> _Problema_
Ricopia per intero e senza alcuna modifica il testo sul farmaco contro la vitiligine.

> _Testo riportato_
****
È arrivato il via libera da parte dell’Aifa alla rimborsabilità del primo farmaco specifico commercializzato in Italia per trattare la vitiligine: una buona notizia per le circa 330mila persone che ne soffrono e che fino ad oggi erano costretta a ricorrere a trattamenti poco efficaci, oltre che spesso costosi, in nessun caso rimborsati dal Sistema sanitario. Il farmaco – tecnicamente una pomata – si chiamerà Opzelura e il suo principio attivo è a base di ruxolitinib, con effetti positivi riscontrati fino ad oggi soprattutto per chi è affetto da vitiligine non segmentale sull’area del viso, con un limite minimo d’età posto a 12 anni.
****
Dati di espressioni referenziali:
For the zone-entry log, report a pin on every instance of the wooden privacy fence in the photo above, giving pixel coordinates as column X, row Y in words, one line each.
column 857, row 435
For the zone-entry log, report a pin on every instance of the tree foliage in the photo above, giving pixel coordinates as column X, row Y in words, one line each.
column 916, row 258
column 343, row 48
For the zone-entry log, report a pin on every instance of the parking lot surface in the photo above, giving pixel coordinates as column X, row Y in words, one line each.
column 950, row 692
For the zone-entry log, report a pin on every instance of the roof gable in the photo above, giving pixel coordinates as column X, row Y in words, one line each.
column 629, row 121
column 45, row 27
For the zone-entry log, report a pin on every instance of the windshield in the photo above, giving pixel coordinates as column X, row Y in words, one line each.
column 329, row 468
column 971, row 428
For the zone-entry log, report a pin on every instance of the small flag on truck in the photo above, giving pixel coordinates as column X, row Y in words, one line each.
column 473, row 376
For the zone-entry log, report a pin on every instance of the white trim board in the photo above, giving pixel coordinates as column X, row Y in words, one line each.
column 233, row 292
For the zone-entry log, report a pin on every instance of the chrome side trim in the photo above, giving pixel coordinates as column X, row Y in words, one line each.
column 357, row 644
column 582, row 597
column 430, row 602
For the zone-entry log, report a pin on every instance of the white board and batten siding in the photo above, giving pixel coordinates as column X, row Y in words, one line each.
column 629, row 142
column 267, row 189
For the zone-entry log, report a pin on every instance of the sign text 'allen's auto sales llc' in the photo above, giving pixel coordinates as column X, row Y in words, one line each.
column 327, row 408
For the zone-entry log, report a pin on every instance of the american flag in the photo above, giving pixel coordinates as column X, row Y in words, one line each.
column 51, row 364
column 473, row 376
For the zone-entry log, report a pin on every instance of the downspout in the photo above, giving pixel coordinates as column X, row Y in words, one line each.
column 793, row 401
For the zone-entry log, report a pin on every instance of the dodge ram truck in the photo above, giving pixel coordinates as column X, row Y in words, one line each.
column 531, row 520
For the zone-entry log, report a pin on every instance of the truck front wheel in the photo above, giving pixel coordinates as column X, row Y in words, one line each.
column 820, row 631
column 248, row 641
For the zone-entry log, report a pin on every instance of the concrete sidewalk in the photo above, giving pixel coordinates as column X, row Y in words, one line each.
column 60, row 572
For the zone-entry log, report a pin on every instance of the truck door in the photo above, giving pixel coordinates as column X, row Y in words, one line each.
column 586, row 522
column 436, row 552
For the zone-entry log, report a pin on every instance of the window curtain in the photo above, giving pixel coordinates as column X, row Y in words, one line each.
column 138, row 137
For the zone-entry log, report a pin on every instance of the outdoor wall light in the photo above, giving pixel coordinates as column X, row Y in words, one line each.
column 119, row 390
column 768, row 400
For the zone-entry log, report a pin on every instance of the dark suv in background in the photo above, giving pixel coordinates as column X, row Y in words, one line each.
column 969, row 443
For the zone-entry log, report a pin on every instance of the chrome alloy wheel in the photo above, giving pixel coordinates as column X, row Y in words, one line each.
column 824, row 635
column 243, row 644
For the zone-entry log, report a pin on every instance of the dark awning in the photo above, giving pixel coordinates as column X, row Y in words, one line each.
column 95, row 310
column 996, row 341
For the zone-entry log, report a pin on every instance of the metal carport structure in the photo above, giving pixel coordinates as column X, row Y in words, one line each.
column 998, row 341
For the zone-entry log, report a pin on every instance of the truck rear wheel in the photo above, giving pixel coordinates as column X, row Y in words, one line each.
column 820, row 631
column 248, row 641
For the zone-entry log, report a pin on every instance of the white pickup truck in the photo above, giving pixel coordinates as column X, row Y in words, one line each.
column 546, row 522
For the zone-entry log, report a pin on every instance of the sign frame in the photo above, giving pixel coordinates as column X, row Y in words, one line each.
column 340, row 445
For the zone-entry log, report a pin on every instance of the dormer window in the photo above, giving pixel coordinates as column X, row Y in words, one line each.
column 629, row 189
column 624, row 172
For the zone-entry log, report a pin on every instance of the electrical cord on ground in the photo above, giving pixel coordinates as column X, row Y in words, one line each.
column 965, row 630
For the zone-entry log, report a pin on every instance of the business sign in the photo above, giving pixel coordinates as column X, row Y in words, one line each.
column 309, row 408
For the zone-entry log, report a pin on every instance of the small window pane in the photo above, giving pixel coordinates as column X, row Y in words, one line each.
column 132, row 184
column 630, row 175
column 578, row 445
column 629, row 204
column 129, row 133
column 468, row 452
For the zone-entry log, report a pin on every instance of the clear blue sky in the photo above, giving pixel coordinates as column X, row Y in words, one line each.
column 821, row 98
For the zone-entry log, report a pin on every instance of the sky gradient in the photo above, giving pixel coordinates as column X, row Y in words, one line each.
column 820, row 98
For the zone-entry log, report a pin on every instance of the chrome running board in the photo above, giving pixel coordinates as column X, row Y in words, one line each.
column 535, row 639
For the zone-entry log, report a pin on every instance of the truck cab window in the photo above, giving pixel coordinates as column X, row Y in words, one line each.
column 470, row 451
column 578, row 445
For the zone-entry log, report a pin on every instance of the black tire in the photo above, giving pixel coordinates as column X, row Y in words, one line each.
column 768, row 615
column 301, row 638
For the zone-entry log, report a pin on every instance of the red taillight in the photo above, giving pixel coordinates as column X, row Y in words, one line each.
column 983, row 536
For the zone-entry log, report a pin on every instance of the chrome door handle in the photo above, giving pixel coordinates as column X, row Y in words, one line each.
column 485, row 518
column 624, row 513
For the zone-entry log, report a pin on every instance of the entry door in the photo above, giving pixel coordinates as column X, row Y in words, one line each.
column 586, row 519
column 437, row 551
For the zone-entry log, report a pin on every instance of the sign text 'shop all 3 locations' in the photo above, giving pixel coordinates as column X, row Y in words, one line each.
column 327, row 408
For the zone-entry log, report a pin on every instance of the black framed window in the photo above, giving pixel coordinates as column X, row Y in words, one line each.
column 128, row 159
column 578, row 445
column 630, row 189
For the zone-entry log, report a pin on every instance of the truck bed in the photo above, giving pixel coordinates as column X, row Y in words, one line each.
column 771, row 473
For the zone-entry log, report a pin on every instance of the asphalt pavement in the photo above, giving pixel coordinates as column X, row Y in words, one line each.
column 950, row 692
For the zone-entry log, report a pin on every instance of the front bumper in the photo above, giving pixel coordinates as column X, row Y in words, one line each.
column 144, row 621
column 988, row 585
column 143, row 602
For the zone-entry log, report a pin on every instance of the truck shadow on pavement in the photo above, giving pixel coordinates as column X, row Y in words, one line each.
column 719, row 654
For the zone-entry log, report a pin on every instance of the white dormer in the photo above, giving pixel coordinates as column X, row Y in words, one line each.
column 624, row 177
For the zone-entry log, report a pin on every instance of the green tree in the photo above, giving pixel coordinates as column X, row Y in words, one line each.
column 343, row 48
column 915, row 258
****
> _Risposta_
È arrivato il via libera da parte dell’Aifa alla rimborsabilità del primo farmaco specifico commercializzato in Italia per trattare la vitiligine: una buona notizia per le circa 330mila persone che ne soffrono e che fino ad oggi erano costretta a ricorrere a trattamenti poco efficaci, oltre che spesso costosi, in nessun caso rimborsati dal Sistema sanitario. Il farmaco – tecnicamente una pomata – si chiamerà Opzelura e il suo principio attivo è a base di ruxolitinib, con effetti positivi riscontrati fino ad oggi soprattutto per chi è affetto da vitiligine non segmentale sull’area del viso, con un limite minimo d’età posto a 12 anni.